TASK STATEMENT: Without including the images, transcribe each record precisely as it appears below.

Segment Start: EXTRACTED RECORDS

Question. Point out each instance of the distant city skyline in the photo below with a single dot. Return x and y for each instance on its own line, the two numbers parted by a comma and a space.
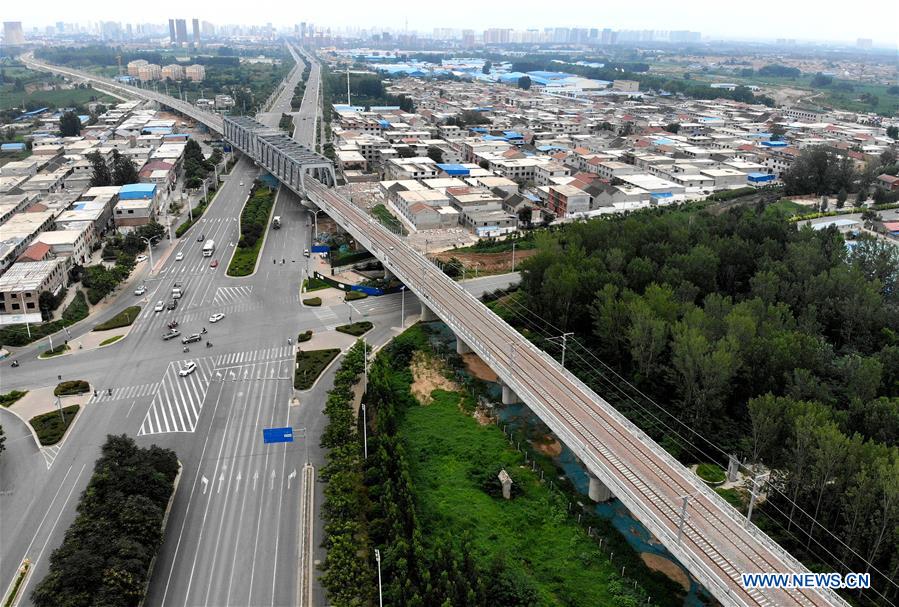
761, 20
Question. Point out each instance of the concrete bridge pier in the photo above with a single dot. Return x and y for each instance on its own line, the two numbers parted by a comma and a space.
509, 396
427, 315
462, 347
597, 491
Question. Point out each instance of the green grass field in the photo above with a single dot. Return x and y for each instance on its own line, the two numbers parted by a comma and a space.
50, 427
447, 452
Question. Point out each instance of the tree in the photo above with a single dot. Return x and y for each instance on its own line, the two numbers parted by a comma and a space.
841, 198
69, 125
777, 132
123, 171
101, 175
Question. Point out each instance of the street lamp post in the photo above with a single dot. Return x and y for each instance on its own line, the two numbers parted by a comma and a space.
380, 594
149, 242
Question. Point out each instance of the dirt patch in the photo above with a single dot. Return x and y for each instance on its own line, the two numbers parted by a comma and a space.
548, 446
667, 567
482, 418
478, 367
487, 262
427, 376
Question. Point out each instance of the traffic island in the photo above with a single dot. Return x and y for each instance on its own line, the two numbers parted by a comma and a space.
355, 329
57, 351
72, 387
310, 364
122, 319
51, 427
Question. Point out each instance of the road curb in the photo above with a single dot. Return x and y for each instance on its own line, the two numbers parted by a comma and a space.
37, 441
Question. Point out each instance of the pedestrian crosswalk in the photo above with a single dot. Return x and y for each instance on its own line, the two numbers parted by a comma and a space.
231, 294
242, 358
123, 392
178, 401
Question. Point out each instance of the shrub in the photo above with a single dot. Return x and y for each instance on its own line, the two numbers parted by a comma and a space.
710, 473
356, 329
50, 427
122, 319
354, 295
75, 386
119, 525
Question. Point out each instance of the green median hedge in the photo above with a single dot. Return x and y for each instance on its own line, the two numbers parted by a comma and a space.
254, 221
354, 295
68, 388
122, 319
356, 329
51, 427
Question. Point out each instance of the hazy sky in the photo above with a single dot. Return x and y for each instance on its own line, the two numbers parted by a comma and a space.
758, 19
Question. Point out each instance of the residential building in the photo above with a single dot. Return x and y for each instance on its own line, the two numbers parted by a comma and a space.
22, 284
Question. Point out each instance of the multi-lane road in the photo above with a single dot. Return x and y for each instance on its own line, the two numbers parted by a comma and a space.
235, 534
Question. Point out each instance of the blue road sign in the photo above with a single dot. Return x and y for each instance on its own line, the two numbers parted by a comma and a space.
277, 435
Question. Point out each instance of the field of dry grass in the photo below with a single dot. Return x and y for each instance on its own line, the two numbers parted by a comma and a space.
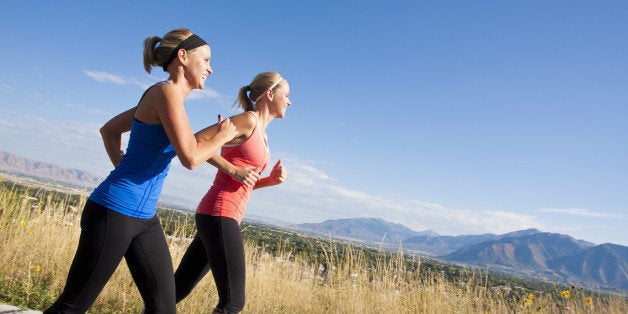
40, 231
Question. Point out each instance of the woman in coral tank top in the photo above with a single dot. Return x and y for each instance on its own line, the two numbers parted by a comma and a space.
218, 245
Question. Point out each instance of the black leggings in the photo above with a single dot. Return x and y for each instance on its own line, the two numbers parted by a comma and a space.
217, 246
107, 236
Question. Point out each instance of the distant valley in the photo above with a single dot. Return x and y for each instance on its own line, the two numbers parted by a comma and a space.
533, 253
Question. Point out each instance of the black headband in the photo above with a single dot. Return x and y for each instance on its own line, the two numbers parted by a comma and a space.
188, 44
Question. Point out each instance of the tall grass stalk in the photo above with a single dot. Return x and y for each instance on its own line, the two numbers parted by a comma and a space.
40, 232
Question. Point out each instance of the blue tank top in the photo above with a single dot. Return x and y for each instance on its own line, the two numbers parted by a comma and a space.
134, 186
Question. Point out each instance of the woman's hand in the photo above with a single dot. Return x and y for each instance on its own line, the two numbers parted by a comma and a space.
277, 174
245, 175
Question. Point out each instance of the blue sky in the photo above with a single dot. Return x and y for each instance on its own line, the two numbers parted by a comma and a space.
463, 117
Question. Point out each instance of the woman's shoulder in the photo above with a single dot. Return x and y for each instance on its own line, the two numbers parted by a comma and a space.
245, 123
247, 119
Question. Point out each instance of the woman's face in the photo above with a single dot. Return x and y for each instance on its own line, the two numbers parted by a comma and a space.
198, 67
281, 100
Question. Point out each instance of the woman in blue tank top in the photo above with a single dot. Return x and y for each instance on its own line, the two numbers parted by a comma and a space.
119, 218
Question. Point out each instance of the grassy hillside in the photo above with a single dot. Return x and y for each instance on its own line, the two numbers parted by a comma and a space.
287, 272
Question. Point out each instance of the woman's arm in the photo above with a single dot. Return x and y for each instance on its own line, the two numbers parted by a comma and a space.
168, 103
244, 175
244, 126
277, 176
111, 134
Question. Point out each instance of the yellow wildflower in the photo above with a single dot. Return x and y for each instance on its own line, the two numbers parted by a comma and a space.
566, 294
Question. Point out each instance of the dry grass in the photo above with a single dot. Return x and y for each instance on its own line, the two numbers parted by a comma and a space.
39, 237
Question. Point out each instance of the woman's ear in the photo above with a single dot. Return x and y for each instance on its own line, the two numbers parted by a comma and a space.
182, 54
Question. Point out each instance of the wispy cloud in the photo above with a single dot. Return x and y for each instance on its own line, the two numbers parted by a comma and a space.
105, 77
581, 212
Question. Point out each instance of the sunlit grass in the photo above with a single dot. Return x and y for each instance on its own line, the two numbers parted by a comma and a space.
40, 231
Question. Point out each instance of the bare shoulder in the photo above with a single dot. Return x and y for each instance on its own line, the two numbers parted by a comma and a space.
245, 120
245, 123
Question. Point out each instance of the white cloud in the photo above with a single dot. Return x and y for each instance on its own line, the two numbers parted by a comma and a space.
105, 77
206, 93
581, 212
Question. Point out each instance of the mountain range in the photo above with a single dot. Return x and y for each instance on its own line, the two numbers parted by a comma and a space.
531, 252
50, 172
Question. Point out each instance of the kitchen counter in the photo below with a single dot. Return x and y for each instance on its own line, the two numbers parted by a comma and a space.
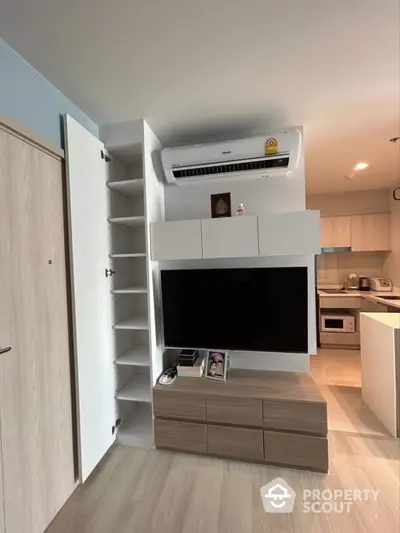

Segment End: EXTRACTED RECORDS

ANSWER SECTION:
Question. Point out each instance of the distant city skyline in the photo below with a single dot. Return x and y for each instance on its own line, the two numbers parted by a comma and a space.
761, 20
Question. Point out each instance of the concrete bridge pier in the photo above with a single dot. Return x and y for each instance on its own line, the two numbers parted by a comma and a space.
509, 396
427, 315
462, 347
597, 491
Question. Point out each instance of the green grass field in the photo above with a single dot. Return x and y for each instance on its own line, the two numbers parted by a comma and a space.
50, 427
447, 452
Question. Point out each instance of the tree in the photo above with a single dot. Return x and y for each instance on its own line, the two numbers parted by a comma and a space.
841, 198
69, 125
777, 132
123, 171
101, 175
Question. Point out each instance of the street lamp post in the photo above with a single dot. Return x and y for each instance on its own line, the two numbers parted by a comma and a space.
380, 594
149, 242
Question. Point out each instance of the dirt patch in the photo above with a single dot. Return x and y for each instance on its own line, the two numbers parted by a comma and a space.
548, 446
667, 567
482, 418
478, 367
487, 262
427, 376
Question. Point out each instance of the traffic island in the photo above with a single dot. Return x and y for each instance on its own line, the two numbers parted by a comma and a space.
355, 329
57, 351
72, 387
310, 364
122, 319
51, 427
Question. Point out each instance of the road curb in the photo above with a single dot. Return x and y for each instance on its own line, the two numbers parted by a comma and a space.
37, 441
Question. Point out each instance of the pedestrian crosswalk in the photo above with a single dot. Return x and y for each instance on its own line, the two numbers parted by a comma and a space.
231, 294
242, 358
123, 392
178, 401
Question. Point out each instance of the shrub in the photo above with a single dot. Return x and y for each instance on its own line, the two numbers parted by a comma and a space.
710, 473
356, 329
50, 427
122, 319
354, 295
75, 386
119, 525
Question. Point out each instance of the green median hedge in the photo above with a single dot. Return x and y for each instance on its own line, the two numbers parted by a comma and a space.
254, 221
354, 295
68, 388
122, 319
356, 329
51, 427
Question. Point out each instance of the hazy sky in the photo above with a single dot. Return x and y for each instance on its own line, the two numbers parted by a comma and a space.
758, 19
Question. Point out each instance of the residential building in the photo above with a single dot. Return x and y for each instance on its own line, the two numbers parted by a comma and a space.
22, 284
Question. Point out each instance of the multi-lane road in the photo above with a single dot. Return x and y for each instance on its own line, the two numbers parted by a comma and a space.
235, 534
Question. Point out each instance of the blue road sign in the photo above with a single dot. Return x and y for each instance on its own line, the two numbers parted by a comma and a space.
277, 435
Question. Point out each instance of the field of dry grass in the photo below with a single dot. Return x and y for each instance on its own line, the two numbers parted by a comma and a space.
40, 231
Question. Point out each instance of the woman in coral tank top in the photo above with a single dot. Return x and y for each instance on its own line, the two numbers parted by a comma and a space.
218, 245
Question. Point out each instance of the black leggings in the photo above with a single dot. Return x and y for each instance on its own line, the two numbers parted by a comma and a space.
217, 246
107, 236
Question. Point out each instance of the distant valley in the photo above with a single dot. Return x and y for each instance on its own line, the two numbers parted by a comma and a space.
533, 253
Question. Point out each instance of the black headband in the photo above with a single dot. Return x and y for each instance on its own line, the two numbers parted by a comma and a space.
188, 44
Question. Point out each instance of the tall grass stalk in the photo above with a single dot. Return x and y for each instance on its own line, the two numbers parted by a comma and a space.
40, 232
Question. Point out each instance of the blue tank top in the photo above with a single dot. Return x and y for each instance on its own line, the two numbers parted by a comma and a space.
134, 186
Question. Point out each instance of the woman's hand in the photo above with a single dot. Return x and y for each instance on its own line, the two numbers parted by a comma and a space.
277, 174
245, 175
Question. Point out each instance of the blue sky in the photo above with a single dot. Return x and y for each instance on its own line, the two numbers parted by a comma and a space.
463, 117
Question. Point out each instance of the woman's shoulder in the photo above with a single dot. Return x and y for each instance on its own line, the two numbers parted by a comma and a space.
245, 123
247, 119
Question. Point out each instance of the woman's face in the photo above with a single dot. Return x and y for each instance on its own line, the two numbers parted by a comma and a space.
198, 67
281, 100
Question. Point out each instance of the woman in blue tank top in the photo above with a single dot. Return x and y for each instance on its own line, the two numbers parted by a comma and a space.
119, 218
Question. Point out each instance of the grassy hillside in the photo above with a single dot. Return x and y for each instance on its own line, the two numbers parted by a comma and a space.
287, 272
Question. Point out each instance of the woman's arm in the photo above with a single dot. Return x and y for each instance on its own line, the two numbers parted by a comma and a space.
168, 103
244, 175
244, 126
277, 176
111, 134
Question. Point out each instance of the yellow wildflower in the photo above with a single dot. Return x and y for each instance on its own line, the two numbers parted by a comma and a space.
566, 294
Question. Point out each instance of the dry grass in the photo above with a single dot. Return x and y for each instance on its own line, the two numbers parted by a comma and a space.
39, 237
Question. Point out each instance of the woman's ear in the photo above with a single dot. Return x and y for each instance on its own line, the two numbers parted by a comma and a space.
182, 54
Question. Point out each instance of the wispy cloud in the photo above with a single dot. Return x and y for each instance on its own line, the two numbers parted by a comma and a space.
105, 77
581, 212
Question. Point out each instance of the sunlit grass in the photo above with a single dot. Return x and y for each instance on its own line, the two numbers parted by a comma and a space.
40, 231
Question. Point out each instance of the bare shoulder in the photo above with a single dot. Return x and y for each instance on its own line, the two numbers parted by a comma and a space.
245, 120
245, 123
Question. Point out each instance of the white cloud in the photo above with a single dot. Return x and y for each instance on its own line, the two numbers parted by a comma and a space.
105, 77
206, 93
581, 212
Question. Point out each instance of the mountain range in the photo above with a single dot. Return x and y for each instance on its own line, the two numbers parted by a comma and a space.
531, 252
50, 172
Question. Point out each instance of the kitchen counter in the photo below with a single dot. Return x and y for each instance on its own line, the two numbers parted by a comma and a space.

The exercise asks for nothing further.